■ GIVEN ENTRIES ■

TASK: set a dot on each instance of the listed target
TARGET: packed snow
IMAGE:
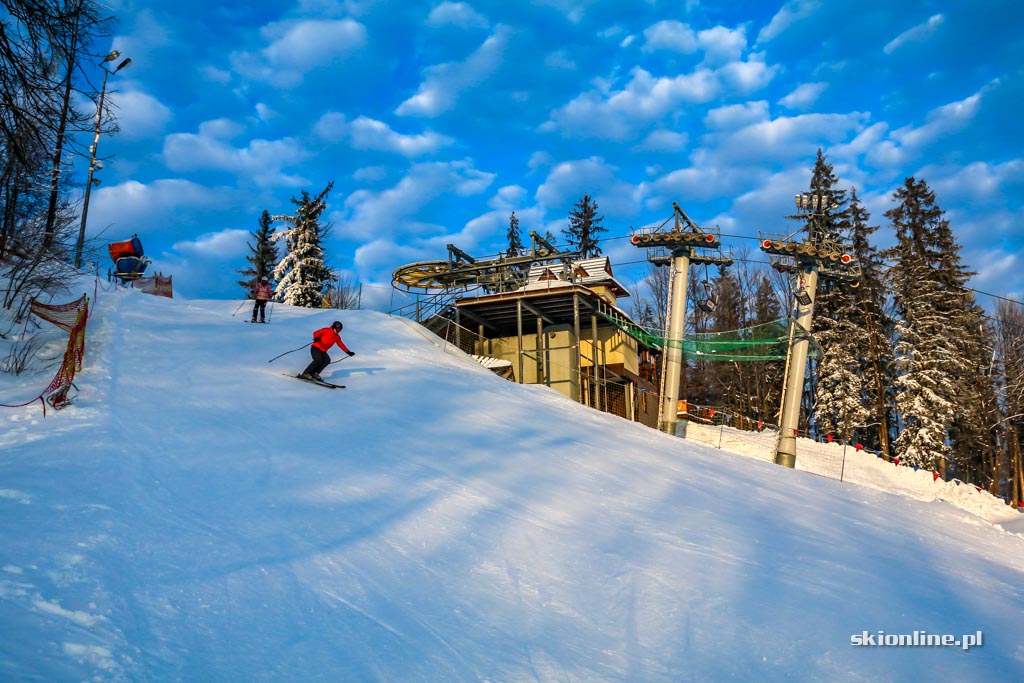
(197, 515)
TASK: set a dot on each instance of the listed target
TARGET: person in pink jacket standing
(262, 294)
(324, 339)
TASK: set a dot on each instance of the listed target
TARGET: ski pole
(292, 351)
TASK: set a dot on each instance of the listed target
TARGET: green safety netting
(768, 341)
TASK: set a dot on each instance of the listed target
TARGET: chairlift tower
(461, 271)
(818, 255)
(682, 245)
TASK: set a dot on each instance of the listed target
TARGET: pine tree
(514, 237)
(929, 330)
(872, 353)
(830, 300)
(1010, 349)
(262, 254)
(839, 409)
(302, 274)
(585, 224)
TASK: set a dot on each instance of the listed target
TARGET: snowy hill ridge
(196, 515)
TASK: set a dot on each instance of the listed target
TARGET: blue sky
(435, 120)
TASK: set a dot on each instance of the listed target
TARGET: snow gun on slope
(129, 259)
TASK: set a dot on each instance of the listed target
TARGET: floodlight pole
(93, 164)
(785, 451)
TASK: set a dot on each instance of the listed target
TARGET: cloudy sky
(436, 120)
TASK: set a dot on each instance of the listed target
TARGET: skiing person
(324, 339)
(262, 294)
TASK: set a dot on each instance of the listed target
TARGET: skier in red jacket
(324, 339)
(262, 294)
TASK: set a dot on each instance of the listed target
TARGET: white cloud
(803, 95)
(903, 144)
(790, 13)
(214, 244)
(443, 83)
(736, 116)
(367, 133)
(400, 209)
(747, 77)
(567, 181)
(134, 207)
(264, 113)
(509, 198)
(977, 183)
(214, 75)
(559, 60)
(458, 14)
(780, 138)
(722, 45)
(370, 174)
(670, 35)
(914, 35)
(139, 115)
(295, 48)
(665, 141)
(262, 161)
(645, 99)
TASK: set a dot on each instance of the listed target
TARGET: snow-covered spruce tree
(584, 227)
(262, 254)
(1010, 347)
(514, 237)
(933, 371)
(830, 304)
(974, 442)
(868, 314)
(302, 274)
(839, 409)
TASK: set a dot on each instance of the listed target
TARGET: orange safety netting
(70, 317)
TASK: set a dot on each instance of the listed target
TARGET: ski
(328, 385)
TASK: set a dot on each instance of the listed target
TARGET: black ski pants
(259, 306)
(320, 361)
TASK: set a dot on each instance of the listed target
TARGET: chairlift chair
(708, 302)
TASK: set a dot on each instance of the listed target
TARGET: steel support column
(674, 347)
(785, 452)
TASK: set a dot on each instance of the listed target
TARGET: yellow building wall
(617, 346)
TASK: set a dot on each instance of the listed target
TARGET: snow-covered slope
(196, 515)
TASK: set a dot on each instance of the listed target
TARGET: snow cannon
(129, 259)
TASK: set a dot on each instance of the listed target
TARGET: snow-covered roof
(588, 271)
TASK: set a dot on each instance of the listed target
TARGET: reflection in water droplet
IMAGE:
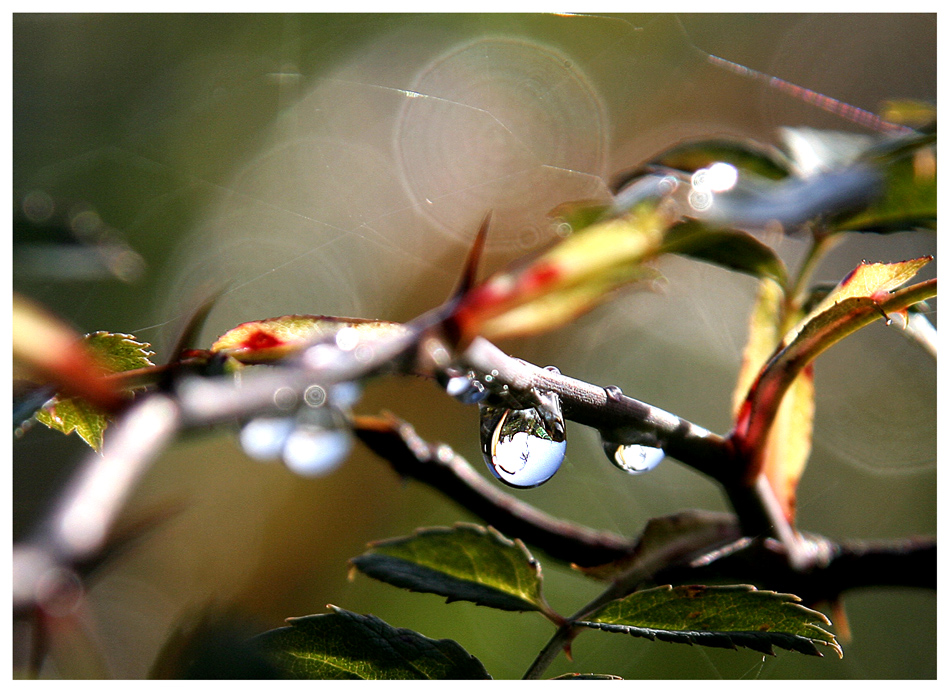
(634, 459)
(264, 438)
(522, 447)
(313, 451)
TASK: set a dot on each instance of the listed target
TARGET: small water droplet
(313, 451)
(521, 447)
(466, 389)
(634, 459)
(345, 395)
(314, 396)
(264, 438)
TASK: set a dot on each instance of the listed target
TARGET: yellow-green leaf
(264, 341)
(578, 272)
(861, 298)
(345, 645)
(732, 616)
(788, 446)
(118, 353)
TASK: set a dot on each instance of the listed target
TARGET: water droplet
(314, 396)
(314, 451)
(345, 395)
(522, 447)
(634, 459)
(466, 389)
(264, 438)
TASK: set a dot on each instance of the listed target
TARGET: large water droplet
(520, 446)
(314, 451)
(264, 438)
(634, 459)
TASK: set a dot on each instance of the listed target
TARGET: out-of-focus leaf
(211, 645)
(668, 540)
(734, 250)
(815, 151)
(860, 299)
(915, 114)
(603, 256)
(264, 341)
(118, 353)
(746, 155)
(562, 306)
(580, 214)
(345, 645)
(461, 563)
(909, 199)
(731, 617)
(586, 677)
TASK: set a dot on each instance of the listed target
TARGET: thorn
(840, 619)
(193, 326)
(470, 269)
(567, 651)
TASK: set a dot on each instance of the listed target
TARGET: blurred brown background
(338, 164)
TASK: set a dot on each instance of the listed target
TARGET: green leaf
(862, 297)
(909, 199)
(568, 279)
(118, 353)
(731, 617)
(264, 341)
(345, 645)
(586, 677)
(462, 563)
(74, 414)
(734, 250)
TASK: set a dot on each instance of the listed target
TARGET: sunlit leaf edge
(397, 562)
(348, 647)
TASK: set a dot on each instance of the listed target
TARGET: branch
(439, 467)
(832, 568)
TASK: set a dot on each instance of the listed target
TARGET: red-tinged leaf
(564, 305)
(788, 446)
(264, 341)
(862, 297)
(583, 269)
(51, 351)
(789, 443)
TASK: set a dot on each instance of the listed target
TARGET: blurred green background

■ EXERCISE PROMPT ■
Print out the material word for word, omitting the pictures.

■ EXERCISE OUTPUT ■
TASK: set a dot on each instance of the listed target
TARGET: packed snow
IMAGE:
(197, 515)
TASK: set a dot on each instance of the listed target
TARGET: person in pink jacket standing
(262, 294)
(324, 339)
TASK: set a dot on each instance of the listed target
TARGET: ski pole
(292, 351)
TASK: set a dot on each instance of the listed target
TARGET: green safety netting
(768, 341)
TASK: set a dot on each instance of the listed target
TARGET: chairlift tower
(461, 271)
(818, 255)
(682, 245)
TASK: set a dot on each instance of the listed target
TARGET: pine tree
(514, 237)
(929, 330)
(872, 353)
(830, 300)
(1010, 349)
(262, 254)
(839, 409)
(302, 274)
(585, 224)
TASK: set a dot on each instance of the listed target
TARGET: snowy hill ridge
(196, 515)
TASK: set a dot on each instance of the listed target
TARGET: blue sky
(435, 120)
TASK: set a dot on each instance of the listed target
TARGET: snow gun on slope
(129, 259)
TASK: set a dot on each instance of the listed target
TARGET: floodlight pole
(93, 164)
(785, 451)
TASK: set a dot on each instance of the listed target
TARGET: cloudy sky
(436, 120)
TASK: set a dot on each instance of the listed target
TARGET: skiing person
(324, 339)
(262, 294)
TASK: set a dot on each instance of the listed target
TARGET: skier in red jacket
(324, 339)
(262, 294)
TASK: set a dot on each instance of the listed target
TARGET: white cloud
(803, 95)
(903, 144)
(790, 13)
(214, 244)
(443, 83)
(736, 116)
(367, 133)
(400, 209)
(747, 77)
(567, 181)
(134, 207)
(264, 113)
(509, 198)
(977, 183)
(214, 75)
(559, 60)
(458, 14)
(780, 138)
(722, 45)
(370, 174)
(670, 35)
(914, 35)
(139, 115)
(295, 48)
(665, 141)
(262, 161)
(645, 99)
TASK: set a dot on each instance of the listed target
TARGET: snow-covered spruce tree
(584, 227)
(262, 254)
(1010, 347)
(514, 237)
(933, 371)
(830, 304)
(974, 442)
(868, 314)
(302, 274)
(839, 409)
TASK: set a dot on each instance of the listed target
TARGET: orange safety netting
(70, 317)
TASK: set a dot on each instance of the listed target
TARGET: ski
(328, 385)
TASK: set a dot on each instance of the listed target
TARGET: black ski pants
(259, 306)
(320, 361)
TASK: set a dot on each instance of the listed target
TARGET: chairlift chair
(708, 302)
TASK: set a dot on each instance of the listed target
TARGET: steel support column
(674, 347)
(785, 452)
TASK: set a dot on each instance of the listed target
TARGET: yellow building wall
(617, 346)
TASK: set a dot on each instance of the listed target
TARGET: snow-covered slope
(196, 515)
TASK: set a dot on each instance of the listed target
TARGET: snow cannon
(129, 259)
TASK: set a dot on each instance of the listed target
TARGET: snow-covered roof
(588, 271)
TASK: set a dot on each instance of the listed target
TARGET: reflection in water droplet
IMAGE:
(634, 459)
(264, 438)
(522, 447)
(313, 451)
TASK: set a dot on each instance of the listed target
TARGET: small water droplet
(313, 451)
(521, 447)
(466, 389)
(634, 459)
(345, 395)
(314, 396)
(264, 438)
TASK: set a dot on each instance of the listed target
TARGET: yellow-green leaf
(264, 341)
(578, 272)
(861, 298)
(345, 645)
(732, 616)
(788, 446)
(118, 353)
TASK: set a dot on each instance of the listed target
TARGET: water droplet
(314, 396)
(314, 451)
(345, 395)
(522, 447)
(634, 459)
(466, 389)
(264, 438)
TASK: set a dot on each instance of the listed target
TARGET: large water droplet
(520, 446)
(314, 451)
(264, 438)
(634, 459)
TASK: set a dot on each instance of the listed target
TARGET: out-of-focus leaf
(211, 645)
(668, 540)
(734, 250)
(815, 151)
(860, 299)
(915, 114)
(603, 256)
(264, 341)
(118, 353)
(746, 155)
(562, 306)
(580, 214)
(345, 645)
(461, 563)
(909, 199)
(731, 617)
(586, 677)
TASK: set a dot on each instance of the listed target
TARGET: thorn
(840, 619)
(193, 326)
(470, 269)
(567, 651)
TASK: set a dot on each instance of the listed target
TARGET: blurred brown background
(338, 164)
TASK: set a dot on each instance of the listed target
TARGET: green leaf
(862, 297)
(909, 199)
(568, 279)
(118, 353)
(731, 617)
(264, 341)
(345, 645)
(586, 677)
(462, 563)
(74, 414)
(734, 250)
TASK: set a dot on each instance of the listed target
TARGET: sunlit leaf edge
(397, 562)
(348, 647)
TASK: set a dot on each instance of the listed target
TARGET: branch
(439, 467)
(832, 568)
TASK: set a dot on each instance of the listed target
TARGET: red-tinged leaf
(564, 305)
(788, 446)
(264, 341)
(862, 297)
(583, 269)
(51, 351)
(789, 443)
TASK: set a dot on each instance of the listed target
TARGET: blurred green background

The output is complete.